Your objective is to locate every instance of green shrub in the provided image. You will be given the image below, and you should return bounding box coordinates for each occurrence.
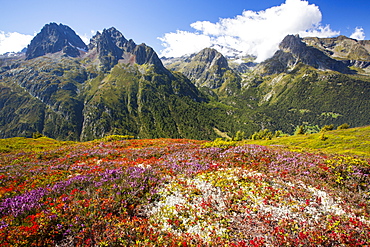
[319,133,328,141]
[32,131,44,139]
[321,124,334,132]
[233,130,246,141]
[98,135,134,142]
[251,129,274,140]
[294,125,306,135]
[203,138,237,148]
[337,123,349,130]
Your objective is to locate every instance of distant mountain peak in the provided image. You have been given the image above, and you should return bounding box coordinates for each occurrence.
[26,23,88,60]
[262,35,352,75]
[89,27,164,71]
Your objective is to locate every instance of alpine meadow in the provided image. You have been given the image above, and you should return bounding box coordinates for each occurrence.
[0,20,370,247]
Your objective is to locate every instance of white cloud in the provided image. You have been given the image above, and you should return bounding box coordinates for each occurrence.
[350,27,365,40]
[159,0,339,61]
[0,31,34,54]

▶ **What the task requires**:
Rewrite the part of the listing above, from the line containing "Your objective is to locate every instance of white" through the end of the listing, as a Markdown table with the columns Row and Line, leaving out blank lines.

▶ **Exercise answer**:
| Row | Line |
|---|---|
| 1 | Your objective is to locate every instance of white cloud in the provided image. You have been given the image above, and you should return bounding box coordinates for each occurrence. |
| 2 | [350,27,365,40] |
| 3 | [159,0,339,61] |
| 4 | [0,31,34,54] |